WORK TASK: Could you reproduce, from the records below, everything from the line with "Teacher note: locate the red" down to the line with "Query: red rescue helicopter", keeping both of those lines and changing nothing?

========

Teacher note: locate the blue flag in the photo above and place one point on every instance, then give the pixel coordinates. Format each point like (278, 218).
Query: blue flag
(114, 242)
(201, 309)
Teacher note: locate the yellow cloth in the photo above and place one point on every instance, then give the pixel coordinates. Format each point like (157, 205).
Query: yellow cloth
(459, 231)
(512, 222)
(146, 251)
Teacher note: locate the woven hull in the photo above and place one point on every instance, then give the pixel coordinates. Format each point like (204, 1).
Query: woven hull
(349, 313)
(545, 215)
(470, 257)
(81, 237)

========

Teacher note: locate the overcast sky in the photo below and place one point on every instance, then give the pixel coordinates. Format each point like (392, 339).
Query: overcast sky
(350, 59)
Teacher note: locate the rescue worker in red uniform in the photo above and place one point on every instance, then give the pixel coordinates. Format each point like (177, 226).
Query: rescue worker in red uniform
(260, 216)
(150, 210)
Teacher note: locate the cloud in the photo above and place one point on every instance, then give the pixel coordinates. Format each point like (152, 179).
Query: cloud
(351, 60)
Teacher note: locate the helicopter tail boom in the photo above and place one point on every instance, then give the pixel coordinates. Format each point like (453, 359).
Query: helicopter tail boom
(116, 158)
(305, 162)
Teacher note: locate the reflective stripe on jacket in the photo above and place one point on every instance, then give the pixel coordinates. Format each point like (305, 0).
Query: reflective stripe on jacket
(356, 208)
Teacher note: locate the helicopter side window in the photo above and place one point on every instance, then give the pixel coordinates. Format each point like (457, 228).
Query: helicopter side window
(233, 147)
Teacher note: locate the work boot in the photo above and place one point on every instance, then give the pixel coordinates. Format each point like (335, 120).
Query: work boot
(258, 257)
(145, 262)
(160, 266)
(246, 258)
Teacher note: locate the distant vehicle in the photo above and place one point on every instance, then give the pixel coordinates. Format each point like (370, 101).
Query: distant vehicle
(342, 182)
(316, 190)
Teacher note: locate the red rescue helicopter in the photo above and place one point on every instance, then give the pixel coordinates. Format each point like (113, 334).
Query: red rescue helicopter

========

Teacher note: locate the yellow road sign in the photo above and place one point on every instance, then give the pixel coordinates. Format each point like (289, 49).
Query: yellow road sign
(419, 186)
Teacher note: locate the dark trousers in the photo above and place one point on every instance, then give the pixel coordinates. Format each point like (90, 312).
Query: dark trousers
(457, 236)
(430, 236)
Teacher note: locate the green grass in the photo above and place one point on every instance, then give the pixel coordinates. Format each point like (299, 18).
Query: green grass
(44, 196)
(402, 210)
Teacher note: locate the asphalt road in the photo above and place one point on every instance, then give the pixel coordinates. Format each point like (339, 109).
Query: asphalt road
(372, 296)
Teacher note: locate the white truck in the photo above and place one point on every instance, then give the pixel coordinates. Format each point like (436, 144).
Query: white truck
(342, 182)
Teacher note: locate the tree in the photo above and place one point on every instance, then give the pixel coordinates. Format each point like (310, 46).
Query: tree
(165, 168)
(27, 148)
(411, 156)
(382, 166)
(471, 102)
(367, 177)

========

OUTPUT BELOW:
Teacher note: locate the red rescue helicopter in the photo above and place one point on every instance, then give the pixel coordinates. Format each point like (113, 334).
Query: red rescue helicopter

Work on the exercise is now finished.